■ Records supplied:
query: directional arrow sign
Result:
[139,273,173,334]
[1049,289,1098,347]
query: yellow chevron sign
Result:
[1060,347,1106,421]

■ Task to carry out:
Repeat the data above line for line, without changing anything.

■ Result of the exercise:
query: directional arrow sign
Result:
[139,273,173,334]
[1049,289,1098,347]
query: yellow chevron sign
Result:
[1060,347,1106,421]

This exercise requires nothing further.